● **Extrait présenté**:
————
A la fin de 1996, l’impression s’est répandue, ou a été répandue, qu’il avait été décidé, d’une manière ou d’une autre, d’étendre l’OTAN jusqu’aux frontières de la Russie. Et ce, en dépit du fait qu’aucune décision officielle ne peut être prise avant le prochain sommet de l’alliance, en juin.
Source : The New York Times, George F. Kennan
Traduit par les lecteurs du site Les-Crises
A la fin de 1996, l’impression s’est répandue, ou a été répandue, qu’il avait été décidé, d’une manière ou d’une autre, d’étendre l’OTAN jusqu’aux frontières de la Russie. Et ce, en dépit du fait qu’aucune décision officielle ne peut être prise avant le prochain sommet de l’alliance, en juin.
Le moment de cette révélation – coïncidant avec l’élection présidentielle et les changements consécutifs de personnalités responsables à Washington – n’a pas permis à l’étranger de savoir comment et où insérer un modeste commentaire. L’assurance donnée au public que la décision, même préliminaire, était irrévocable, n’a pas non plus encouragé les opinions extérieures.
Mais quelque chose de la plus haute importance est en jeu ici. Et il n’est peut-être pas trop tard pour avancer un point de vue qui, je crois, n’est pas seulement le mien, mais est partagé par un certain nombre d’autres personnes ayant une expérience étendue et, dans la plupart des cas, plus récente, des questions russes. Ce point de vue, dit sans ambages, est que l’élargissement de l’OTAN serait l’erreur la plus fatale de la politique américaine de toute l’ère de l’après-Guerre froide.
On peut s’attendre à ce qu’une telle décision enflamme les tendances nationalistes, anti-occidentales et militaristes de l’opinion russe, qu’elle ait un effet négatif sur le développement de la démocratie russe, qu’elle rétablisse l’atmosphère de la Guerre froide dans les relations Est-Ouest et qu’elle oriente la politique étrangère russe dans des directions qui ne nous conviennent pas. Enfin, et ce n’est pas le moins important, cela pourrait rendre beaucoup plus difficile, voire impossible, la ratification par la Douma russe de l’accord Start II et la réalisation de nouvelles réductions des armements nucléaires.
Il est, bien entendu, regrettable que la Russie soit confrontée à un tel défi à un moment où son pouvoir exécutif se trouve dans un état de grande incertitude et de quasi-paralysie. Et c’est doublement regrettable si l’on considère l’absence totale de nécessité de cette démarche. Pourquoi, avec toutes les possibilités prometteuses engendrées par la fin de la Guerre froide, les relations Est-Ouest devraient-elles être centrées sur la question de savoir qui serait allié avec qui et, par conséquent, contre qui dans un futur conflit militaire fantaisiste, totalement imprévisible et des plus improbables ?
————
● **Données fournies**:
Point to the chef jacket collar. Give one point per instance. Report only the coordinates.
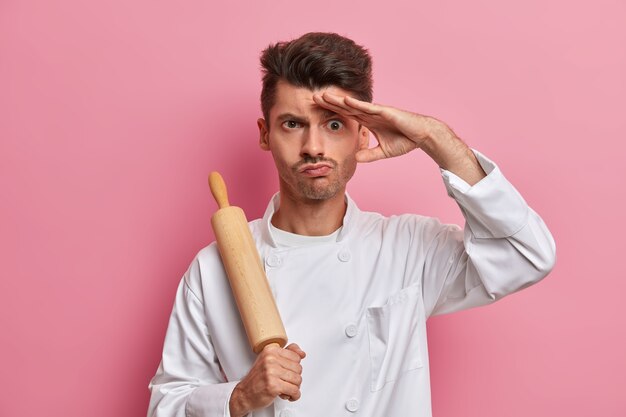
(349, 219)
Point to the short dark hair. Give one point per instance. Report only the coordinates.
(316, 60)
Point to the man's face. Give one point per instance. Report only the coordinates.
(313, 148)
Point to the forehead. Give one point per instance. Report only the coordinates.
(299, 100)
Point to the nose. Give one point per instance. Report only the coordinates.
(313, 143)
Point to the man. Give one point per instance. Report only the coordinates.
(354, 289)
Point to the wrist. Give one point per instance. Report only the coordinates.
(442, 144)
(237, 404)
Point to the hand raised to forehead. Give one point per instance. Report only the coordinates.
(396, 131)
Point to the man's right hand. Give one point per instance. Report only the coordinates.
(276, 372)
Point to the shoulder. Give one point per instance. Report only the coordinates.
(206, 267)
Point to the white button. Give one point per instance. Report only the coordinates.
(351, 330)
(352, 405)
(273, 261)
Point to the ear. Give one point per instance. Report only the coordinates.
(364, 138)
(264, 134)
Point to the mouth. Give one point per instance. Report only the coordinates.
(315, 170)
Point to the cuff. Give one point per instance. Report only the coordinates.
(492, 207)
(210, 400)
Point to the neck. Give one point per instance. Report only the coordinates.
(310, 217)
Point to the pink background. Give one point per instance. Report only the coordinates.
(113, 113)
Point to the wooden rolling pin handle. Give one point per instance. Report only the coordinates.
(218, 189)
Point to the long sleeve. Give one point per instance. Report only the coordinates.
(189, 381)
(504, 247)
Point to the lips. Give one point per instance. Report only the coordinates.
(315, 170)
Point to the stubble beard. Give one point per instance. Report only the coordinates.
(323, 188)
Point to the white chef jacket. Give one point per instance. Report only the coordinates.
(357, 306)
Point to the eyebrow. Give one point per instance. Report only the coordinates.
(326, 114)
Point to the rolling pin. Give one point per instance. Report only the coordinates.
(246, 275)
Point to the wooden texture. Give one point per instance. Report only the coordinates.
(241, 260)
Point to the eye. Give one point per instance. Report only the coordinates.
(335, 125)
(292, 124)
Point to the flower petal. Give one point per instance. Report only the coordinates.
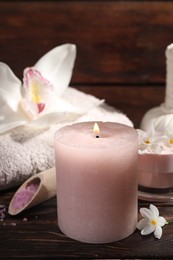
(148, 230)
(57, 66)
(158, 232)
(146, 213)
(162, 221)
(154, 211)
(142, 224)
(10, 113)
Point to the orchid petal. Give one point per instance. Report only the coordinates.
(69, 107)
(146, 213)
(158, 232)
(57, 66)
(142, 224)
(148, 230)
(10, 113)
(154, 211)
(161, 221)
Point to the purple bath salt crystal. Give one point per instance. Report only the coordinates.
————
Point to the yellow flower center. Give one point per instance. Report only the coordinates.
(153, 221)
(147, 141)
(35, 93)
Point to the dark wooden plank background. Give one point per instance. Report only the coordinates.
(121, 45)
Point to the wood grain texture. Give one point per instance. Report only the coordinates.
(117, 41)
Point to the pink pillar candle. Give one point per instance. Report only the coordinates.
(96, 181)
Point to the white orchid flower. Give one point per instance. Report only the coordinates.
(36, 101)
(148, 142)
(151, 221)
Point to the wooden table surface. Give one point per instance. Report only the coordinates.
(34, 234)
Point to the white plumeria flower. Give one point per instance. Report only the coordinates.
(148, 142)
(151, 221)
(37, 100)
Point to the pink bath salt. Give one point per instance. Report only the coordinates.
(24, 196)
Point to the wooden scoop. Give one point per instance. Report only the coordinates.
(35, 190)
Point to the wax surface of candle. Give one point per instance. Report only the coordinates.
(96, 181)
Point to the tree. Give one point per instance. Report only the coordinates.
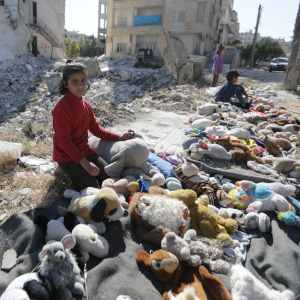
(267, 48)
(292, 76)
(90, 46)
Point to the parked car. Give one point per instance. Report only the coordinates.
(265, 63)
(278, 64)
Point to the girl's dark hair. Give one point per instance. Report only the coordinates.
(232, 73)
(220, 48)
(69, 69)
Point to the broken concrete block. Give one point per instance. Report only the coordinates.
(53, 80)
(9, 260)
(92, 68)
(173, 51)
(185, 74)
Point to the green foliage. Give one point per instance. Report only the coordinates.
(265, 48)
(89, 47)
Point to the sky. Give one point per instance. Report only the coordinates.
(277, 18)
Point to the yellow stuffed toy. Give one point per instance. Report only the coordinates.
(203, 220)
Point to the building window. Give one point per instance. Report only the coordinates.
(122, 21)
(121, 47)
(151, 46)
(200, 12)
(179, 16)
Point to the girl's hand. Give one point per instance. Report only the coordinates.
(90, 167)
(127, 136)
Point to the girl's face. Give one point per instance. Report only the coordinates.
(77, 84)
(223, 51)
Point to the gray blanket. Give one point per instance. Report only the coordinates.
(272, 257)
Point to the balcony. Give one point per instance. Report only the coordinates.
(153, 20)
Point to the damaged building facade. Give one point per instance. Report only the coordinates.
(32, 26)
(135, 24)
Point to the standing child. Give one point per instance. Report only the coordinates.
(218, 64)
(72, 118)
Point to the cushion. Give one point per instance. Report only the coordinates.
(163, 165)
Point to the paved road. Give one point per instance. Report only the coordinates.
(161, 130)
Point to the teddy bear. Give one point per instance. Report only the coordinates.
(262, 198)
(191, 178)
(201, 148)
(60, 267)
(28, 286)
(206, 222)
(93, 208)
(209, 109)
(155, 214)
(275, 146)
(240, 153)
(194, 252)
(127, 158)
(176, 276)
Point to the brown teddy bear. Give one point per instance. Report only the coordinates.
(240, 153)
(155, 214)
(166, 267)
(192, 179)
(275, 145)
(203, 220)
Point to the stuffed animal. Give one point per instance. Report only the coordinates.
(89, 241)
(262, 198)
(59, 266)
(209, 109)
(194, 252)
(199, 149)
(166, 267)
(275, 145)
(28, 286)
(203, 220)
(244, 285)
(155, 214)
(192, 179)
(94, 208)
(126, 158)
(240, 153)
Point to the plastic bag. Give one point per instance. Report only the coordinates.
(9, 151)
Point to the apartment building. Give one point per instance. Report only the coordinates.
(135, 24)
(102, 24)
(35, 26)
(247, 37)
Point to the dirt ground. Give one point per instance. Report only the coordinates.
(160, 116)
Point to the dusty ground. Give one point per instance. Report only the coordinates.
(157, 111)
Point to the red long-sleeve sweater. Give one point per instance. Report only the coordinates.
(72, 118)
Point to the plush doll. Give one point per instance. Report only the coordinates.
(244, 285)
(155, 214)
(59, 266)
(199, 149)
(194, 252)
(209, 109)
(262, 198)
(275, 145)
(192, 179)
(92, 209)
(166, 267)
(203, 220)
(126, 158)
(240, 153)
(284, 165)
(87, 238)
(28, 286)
————
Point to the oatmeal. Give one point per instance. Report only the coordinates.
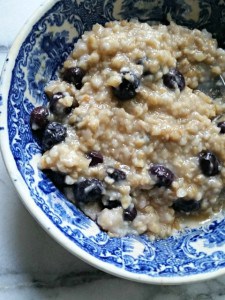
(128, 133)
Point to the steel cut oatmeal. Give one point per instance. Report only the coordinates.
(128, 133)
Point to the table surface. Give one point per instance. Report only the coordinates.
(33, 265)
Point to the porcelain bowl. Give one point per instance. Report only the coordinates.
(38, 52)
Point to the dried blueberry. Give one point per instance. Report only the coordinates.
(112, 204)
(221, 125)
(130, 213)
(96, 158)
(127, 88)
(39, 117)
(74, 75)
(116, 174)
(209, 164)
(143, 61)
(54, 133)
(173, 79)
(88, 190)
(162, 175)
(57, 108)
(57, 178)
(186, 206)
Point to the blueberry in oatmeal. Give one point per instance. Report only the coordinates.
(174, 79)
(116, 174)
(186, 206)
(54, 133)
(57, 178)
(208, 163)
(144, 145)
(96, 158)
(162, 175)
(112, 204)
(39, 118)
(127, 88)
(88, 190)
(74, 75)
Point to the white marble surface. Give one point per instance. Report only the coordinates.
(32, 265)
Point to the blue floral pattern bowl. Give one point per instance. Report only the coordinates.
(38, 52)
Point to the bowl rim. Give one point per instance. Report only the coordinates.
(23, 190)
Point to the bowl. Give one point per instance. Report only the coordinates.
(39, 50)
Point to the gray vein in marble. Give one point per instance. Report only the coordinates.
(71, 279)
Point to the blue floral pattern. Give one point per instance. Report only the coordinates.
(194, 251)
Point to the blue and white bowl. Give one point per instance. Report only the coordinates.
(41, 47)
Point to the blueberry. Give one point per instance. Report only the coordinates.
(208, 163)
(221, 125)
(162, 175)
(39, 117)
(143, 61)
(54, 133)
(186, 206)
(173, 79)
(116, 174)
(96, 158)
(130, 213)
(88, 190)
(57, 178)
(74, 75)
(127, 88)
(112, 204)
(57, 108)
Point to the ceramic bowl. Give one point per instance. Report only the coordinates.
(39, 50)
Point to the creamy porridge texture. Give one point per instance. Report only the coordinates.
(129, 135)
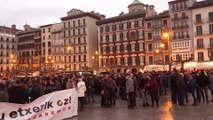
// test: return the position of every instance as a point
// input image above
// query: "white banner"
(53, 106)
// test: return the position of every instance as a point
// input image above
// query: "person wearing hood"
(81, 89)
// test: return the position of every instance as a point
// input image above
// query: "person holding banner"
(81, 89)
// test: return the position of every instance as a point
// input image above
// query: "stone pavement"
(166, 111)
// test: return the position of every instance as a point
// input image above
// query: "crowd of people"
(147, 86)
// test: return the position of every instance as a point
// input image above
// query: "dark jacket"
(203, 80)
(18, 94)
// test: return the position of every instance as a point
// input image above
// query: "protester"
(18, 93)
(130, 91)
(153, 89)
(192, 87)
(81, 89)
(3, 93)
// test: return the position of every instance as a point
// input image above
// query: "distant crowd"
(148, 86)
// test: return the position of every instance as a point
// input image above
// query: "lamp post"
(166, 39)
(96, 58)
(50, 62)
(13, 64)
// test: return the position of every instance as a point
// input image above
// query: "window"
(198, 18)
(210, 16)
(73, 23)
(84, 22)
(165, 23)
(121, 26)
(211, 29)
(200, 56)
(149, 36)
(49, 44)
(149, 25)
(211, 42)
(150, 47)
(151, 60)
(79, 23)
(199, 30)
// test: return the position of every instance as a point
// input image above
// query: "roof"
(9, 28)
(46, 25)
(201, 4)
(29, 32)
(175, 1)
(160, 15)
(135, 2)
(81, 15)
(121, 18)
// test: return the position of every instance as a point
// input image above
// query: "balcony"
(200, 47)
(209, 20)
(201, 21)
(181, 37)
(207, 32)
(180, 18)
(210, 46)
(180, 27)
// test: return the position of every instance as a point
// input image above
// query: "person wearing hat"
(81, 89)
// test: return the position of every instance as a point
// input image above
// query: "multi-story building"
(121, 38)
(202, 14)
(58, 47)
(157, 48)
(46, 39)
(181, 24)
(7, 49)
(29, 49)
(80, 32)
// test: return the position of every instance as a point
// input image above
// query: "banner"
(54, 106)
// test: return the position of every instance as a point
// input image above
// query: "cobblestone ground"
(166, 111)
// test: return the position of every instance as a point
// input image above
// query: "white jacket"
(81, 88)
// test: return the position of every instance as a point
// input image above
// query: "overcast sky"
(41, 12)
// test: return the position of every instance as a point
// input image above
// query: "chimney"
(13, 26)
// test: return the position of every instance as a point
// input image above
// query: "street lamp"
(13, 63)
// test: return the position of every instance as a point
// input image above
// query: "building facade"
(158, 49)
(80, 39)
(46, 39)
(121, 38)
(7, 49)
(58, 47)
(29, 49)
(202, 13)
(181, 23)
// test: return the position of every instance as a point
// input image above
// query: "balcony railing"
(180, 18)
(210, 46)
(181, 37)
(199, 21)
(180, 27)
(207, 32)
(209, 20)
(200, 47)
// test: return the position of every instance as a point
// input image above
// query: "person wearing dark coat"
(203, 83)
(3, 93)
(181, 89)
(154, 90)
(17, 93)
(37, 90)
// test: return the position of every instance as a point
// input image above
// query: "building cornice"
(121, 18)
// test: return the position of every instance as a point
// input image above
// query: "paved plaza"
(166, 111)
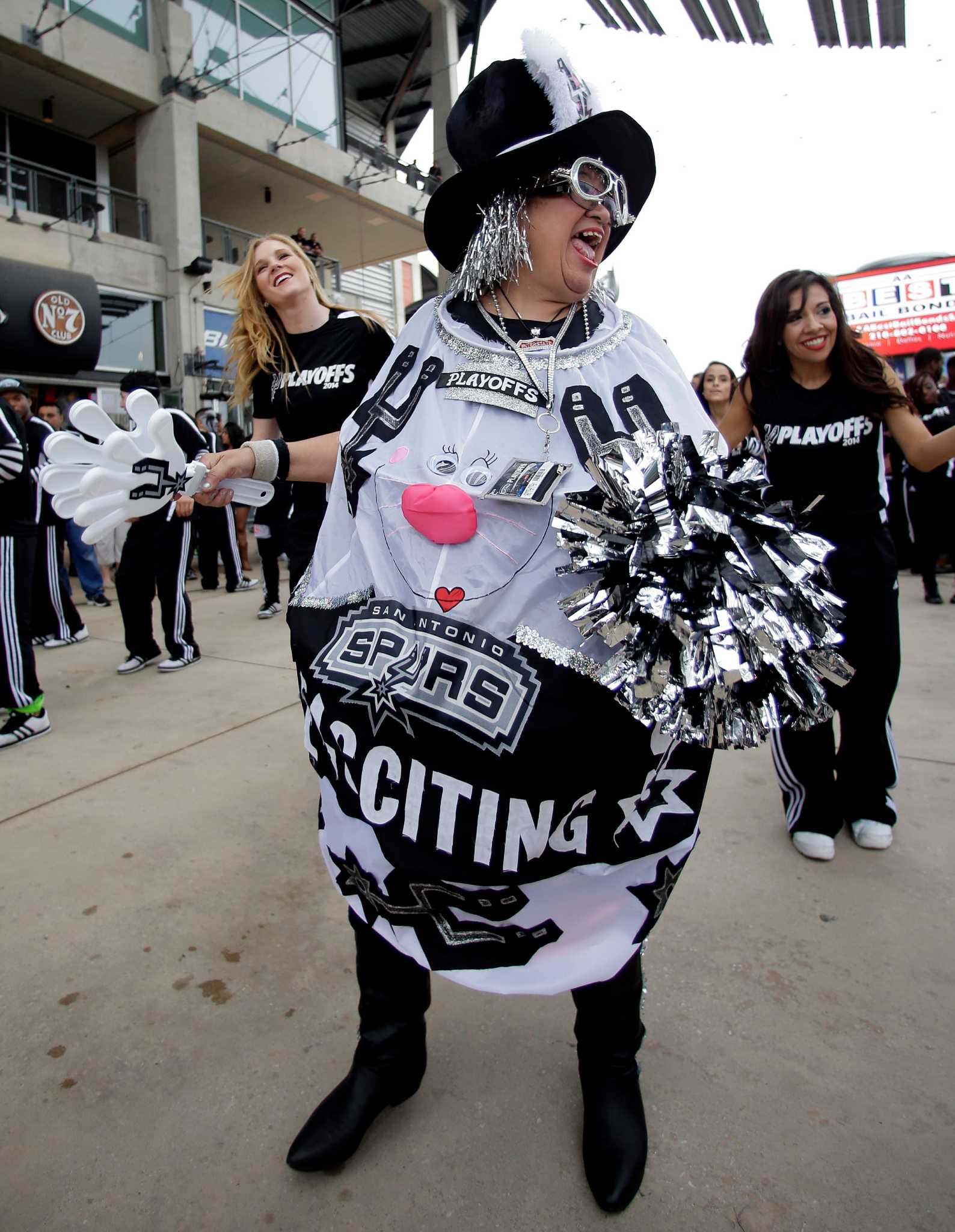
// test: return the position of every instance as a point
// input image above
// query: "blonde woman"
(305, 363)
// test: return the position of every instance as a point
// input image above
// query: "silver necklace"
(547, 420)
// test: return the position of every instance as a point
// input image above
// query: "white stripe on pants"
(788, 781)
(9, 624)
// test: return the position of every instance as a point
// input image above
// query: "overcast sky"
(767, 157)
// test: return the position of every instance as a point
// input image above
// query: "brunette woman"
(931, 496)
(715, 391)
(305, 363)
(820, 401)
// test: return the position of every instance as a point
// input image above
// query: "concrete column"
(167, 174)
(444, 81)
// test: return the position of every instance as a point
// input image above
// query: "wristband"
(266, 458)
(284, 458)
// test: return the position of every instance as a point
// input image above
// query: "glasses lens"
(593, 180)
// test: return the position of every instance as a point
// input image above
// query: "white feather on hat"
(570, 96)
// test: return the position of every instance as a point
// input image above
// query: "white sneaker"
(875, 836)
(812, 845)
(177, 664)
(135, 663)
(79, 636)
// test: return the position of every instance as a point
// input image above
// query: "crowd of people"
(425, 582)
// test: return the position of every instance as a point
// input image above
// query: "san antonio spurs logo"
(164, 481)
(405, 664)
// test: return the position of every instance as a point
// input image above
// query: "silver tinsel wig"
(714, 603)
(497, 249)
————
● **À faire**:
1: Répondez à ces questions sur le texte consacré à l'élargissement de l'OTAN :
(a) Avant quel événement aucune décision officielle ne peut-elle être prise ?
(b) Quel accord la Douma russe pourrait-elle avoir plus de mal à ratifier ?
(c) Dans quel état se trouve le pouvoir exécutif russe ?
2: Reproduisez à l'identique le passage du texte consacré à l'élargissement de l'OTAN qui va de « On peut s’attendre » jusqu'à « des armements nucléaires. ».

● **Corrigé des exercices**:
1:
(a) Le prochain sommet de l'alliance, en juin.
(b) L'accord Start II.
(c) Dans un état de grande incertitude et de quasi-paralysie.

2:
On peut s’attendre à ce qu’une telle décision enflamme les tendances nationalistes, anti-occidentales et militaristes de l’opinion russe, qu’elle ait un effet négatif sur le développement de la démocratie russe, qu’elle rétablisse l’atmosphère de la Guerre froide dans les relations Est-Ouest et qu’elle oriente la politique étrangère russe dans des directions qui ne nous conviennent pas. Enfin, et ce n’est pas le moins important, cela pourrait rendre beaucoup plus difficile, voire impossible, la ratification par la Douma russe de l’accord Start II et la réalisation de nouvelles réductions des armements nucléaires.